Alıştırma Görevleri.
1. Aşağıdaki kurban yazısı, kurbanın İslam'ın ayırt edici yönlerinden biri olmadığını neye dayandırıyor? Bir ile üç cümle arasında açıklayın.
2. Aşağıdaki kurban yazısında "Abdullah Onay" ifadesini içeren sözcüklerle başlayıp "haydi geçerli. (1)" ile biten bölümü olduğu gibi kopyalayın.

“Kurban”: Dindarlar ve Hayvan Hakları

Abdullah Onay

 

Kurban bir “ibadet” olarak İslam’da var. İnsanlık tarihi boyunca bilinen dinlerin çoğunda olduğu gibi. Nitekim İslam öncesi Cahiliye devrinde de kurban var. Putlar ve Allah arasında bölüştürülen kurban var mesela. Fera’ ve atîre kurbanına ise Peygamber ilk dönemde izin verdiyse, sonra bunun haram olduğunu söyleyip yasaklatmış.

Kurbana dair tarih, bunun İslam’ın ayırdedici yönlerinden biri olmadığını gösterir. Nitekim, kurban İslam’ın şartlarından biri arasında değil. Fıkıh tarihinde de bir farz mı, sünnet mi olduğuna dair bir mutabakat sağlanamamış.

Eğer birçok konuda dindarların modern döneme dair yaşadıkları sıkıntıları “o günün şartları…”nı ileri sürerek hafifletmeye çalıştıklarını düşünürsek; bu kurban için haydi haydi geçerli. (1)

Müslümanların kendi besledikleri koyun vb. hayvanları kurban ettikleri bir çağda yaşamıyoruz. Hayvan üretim endüstrisinin nasıl bir acımasızlık, zulüm içerdiğini bilmeyen kalmadı. “Ucuz et” talebini karşılamak için büyük bir eziyet ile kıtalar arası getirilen hayvanların kurban edilmesi, nasıl bir “ibadet” oluyor? Büyük marketlerle ortak girilen, paketlenmiş, hisselenmiş olarak satışa sunulan kurbanlar, yanında kıyma makineleri, derin dondurucular vb. aksesuarlar; “ibadet” mi gerçekten?  Yoksa Hüseyin Hatemi’nin deyişiyle “kavurma bayramı” mı? (2)

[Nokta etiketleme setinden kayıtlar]
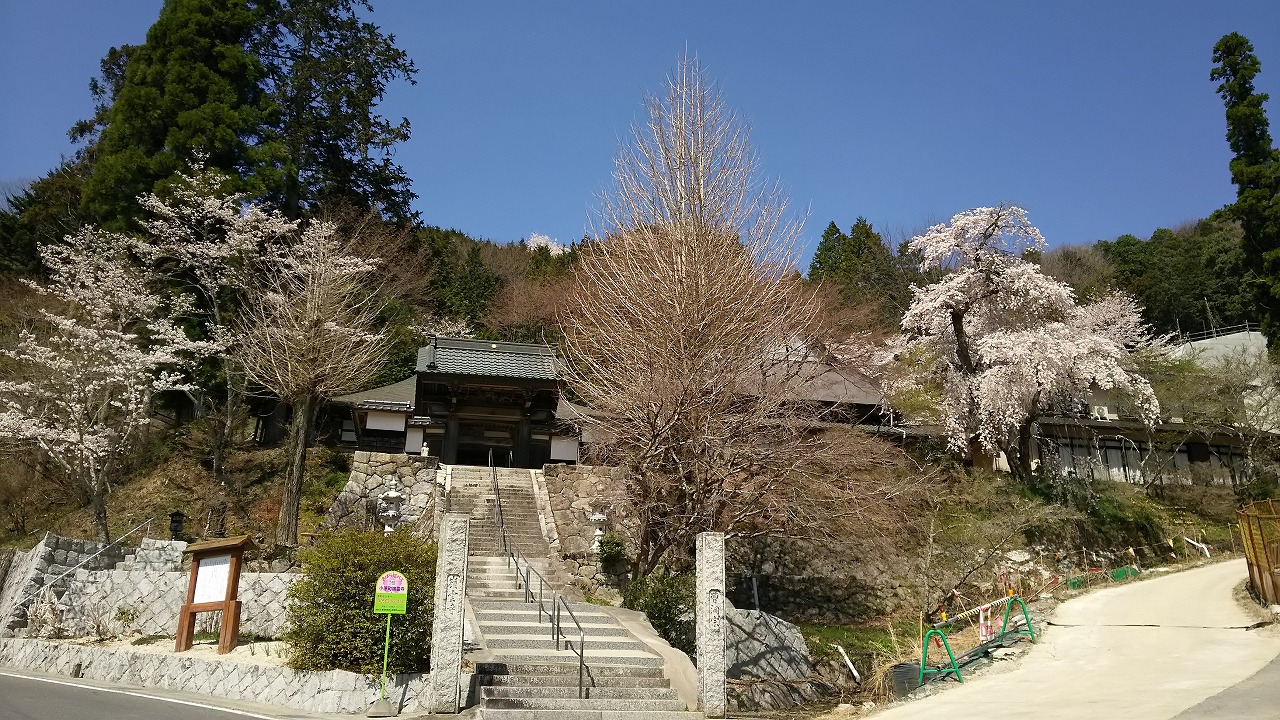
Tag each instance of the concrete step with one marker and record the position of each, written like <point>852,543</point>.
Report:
<point>543,641</point>
<point>508,628</point>
<point>525,714</point>
<point>493,595</point>
<point>483,580</point>
<point>594,657</point>
<point>603,674</point>
<point>585,613</point>
<point>570,692</point>
<point>630,706</point>
<point>570,680</point>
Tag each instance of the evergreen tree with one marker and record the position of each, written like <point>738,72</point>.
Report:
<point>190,92</point>
<point>327,69</point>
<point>44,213</point>
<point>862,268</point>
<point>1255,171</point>
<point>1185,279</point>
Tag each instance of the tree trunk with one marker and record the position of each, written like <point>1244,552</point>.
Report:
<point>300,434</point>
<point>99,501</point>
<point>225,428</point>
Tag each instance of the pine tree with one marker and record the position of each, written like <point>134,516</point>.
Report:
<point>190,92</point>
<point>1255,171</point>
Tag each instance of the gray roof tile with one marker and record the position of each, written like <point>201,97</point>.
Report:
<point>461,356</point>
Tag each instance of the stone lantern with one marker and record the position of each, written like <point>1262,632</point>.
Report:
<point>389,507</point>
<point>598,520</point>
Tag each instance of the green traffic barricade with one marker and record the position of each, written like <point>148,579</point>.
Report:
<point>952,666</point>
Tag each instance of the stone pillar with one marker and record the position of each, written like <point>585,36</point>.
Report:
<point>451,575</point>
<point>711,624</point>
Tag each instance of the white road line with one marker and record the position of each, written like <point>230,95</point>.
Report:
<point>161,698</point>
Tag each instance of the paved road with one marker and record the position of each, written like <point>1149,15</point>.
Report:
<point>1155,650</point>
<point>24,698</point>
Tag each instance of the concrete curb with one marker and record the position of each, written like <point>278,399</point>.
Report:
<point>327,692</point>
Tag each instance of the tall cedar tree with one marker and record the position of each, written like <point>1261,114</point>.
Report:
<point>1255,171</point>
<point>862,269</point>
<point>327,69</point>
<point>190,91</point>
<point>1187,279</point>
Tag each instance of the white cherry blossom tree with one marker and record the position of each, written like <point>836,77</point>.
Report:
<point>85,379</point>
<point>310,335</point>
<point>1001,340</point>
<point>214,246</point>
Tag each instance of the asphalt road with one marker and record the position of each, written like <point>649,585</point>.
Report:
<point>1175,646</point>
<point>24,698</point>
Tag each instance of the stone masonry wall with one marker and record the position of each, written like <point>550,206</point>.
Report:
<point>45,566</point>
<point>822,582</point>
<point>575,493</point>
<point>156,555</point>
<point>373,474</point>
<point>328,692</point>
<point>94,600</point>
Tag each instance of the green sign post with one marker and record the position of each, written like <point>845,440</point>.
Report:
<point>391,597</point>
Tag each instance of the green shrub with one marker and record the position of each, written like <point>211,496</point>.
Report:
<point>332,624</point>
<point>613,550</point>
<point>670,601</point>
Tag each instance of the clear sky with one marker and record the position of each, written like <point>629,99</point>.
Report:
<point>1098,117</point>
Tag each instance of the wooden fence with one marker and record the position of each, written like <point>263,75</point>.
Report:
<point>1260,531</point>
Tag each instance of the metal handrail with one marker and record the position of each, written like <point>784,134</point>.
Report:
<point>525,580</point>
<point>581,642</point>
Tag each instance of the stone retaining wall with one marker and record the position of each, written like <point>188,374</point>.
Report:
<point>575,493</point>
<point>373,474</point>
<point>42,568</point>
<point>333,691</point>
<point>822,582</point>
<point>122,601</point>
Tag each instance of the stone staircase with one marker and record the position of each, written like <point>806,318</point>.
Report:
<point>522,671</point>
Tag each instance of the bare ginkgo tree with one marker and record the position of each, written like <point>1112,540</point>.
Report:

Tam Yanıtlar.
1. Yazı bunu kurbana dair tarihe dayandırır: insanlık tarihi boyunca bilinen dinlerin çoğunda olduğu gibi kurban İslam'da da bir ibadet olarak yer alır. İslam öncesi Cahiliye devrinde de kurban vardı; örneğin putlar ve Allah arasında bölüştürülen kurban. Yazı ayrıca kurbanın İslam'ın şartları arasında bulunmadığını da ekler.

2.
Abdullah Onay

 

Kurban bir “ibadet” olarak İslam’da var. İnsanlık tarihi boyunca bilinen dinlerin çoğunda olduğu gibi. Nitekim İslam öncesi Cahiliye devrinde de kurban var. Putlar ve Allah arasında bölüştürülen kurban var mesela. Fera’ ve atîre kurbanına ise Peygamber ilk dönemde izin verdiyse, sonra bunun haram olduğunu söyleyip yasaklatmış.

Kurbana dair tarih, bunun İslam’ın ayırdedici yönlerinden biri olmadığını gösterir. Nitekim, kurban İslam’ın şartlarından biri arasında değil. Fıkıh tarihinde de bir farz mı, sünnet mi olduğuna dair bir mutabakat sağlanamamış.

Eğer birçok konuda dindarların modern döneme dair yaşadıkları sıkıntıları “o günün şartları…”nı ileri sürerek hafifletmeye çalıştıklarını düşünürsek; bu kurban için haydi haydi geçerli. (1)